[Coordinate annotation entries]
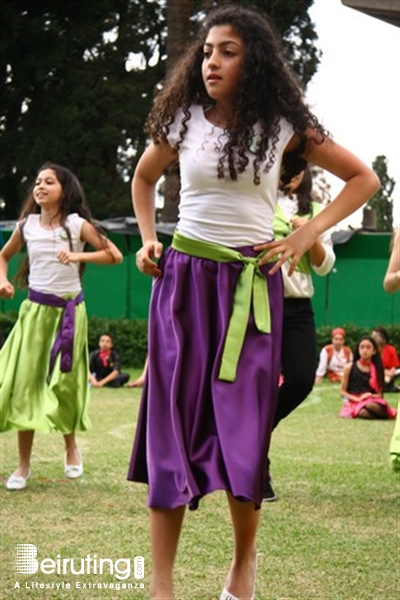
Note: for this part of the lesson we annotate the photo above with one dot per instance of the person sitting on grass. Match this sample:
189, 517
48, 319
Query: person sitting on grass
105, 365
390, 359
334, 357
362, 384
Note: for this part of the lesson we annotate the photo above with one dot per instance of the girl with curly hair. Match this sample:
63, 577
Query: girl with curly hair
44, 361
233, 117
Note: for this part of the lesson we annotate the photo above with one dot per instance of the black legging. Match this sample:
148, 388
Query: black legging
298, 355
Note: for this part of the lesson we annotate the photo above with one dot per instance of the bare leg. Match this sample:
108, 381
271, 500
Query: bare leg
73, 456
25, 443
245, 519
165, 528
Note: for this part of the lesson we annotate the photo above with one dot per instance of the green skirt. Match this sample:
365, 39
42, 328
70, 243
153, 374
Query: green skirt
30, 399
395, 444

**Task goal:**
Copy the items above verbatim, starting at the line containing "of the girl" and continuing through the last line of the items, with both ends included.

**Solution to the exercise:**
Note: for this part of the lesson we annotate the photo above with one dot per instance of the girl with curly hair. Match this sample:
63, 577
Query: girl with curly hair
44, 361
233, 117
Note: for this part of the lesson we annotate the photo above with one dot per instance of the black legging. Match this sample:
148, 388
Query: black legging
298, 355
Note: for this part of the lesson we annotate the photo above with one dot per instance of the bare leg. Match this sample:
108, 381
271, 500
Query: bare leg
73, 456
25, 443
245, 519
165, 528
Note: for this part of the lesson we annotate the photo above with one dot per instance of the green skirt. Match this sample:
365, 39
42, 328
70, 243
153, 374
Query: green skirt
30, 399
395, 444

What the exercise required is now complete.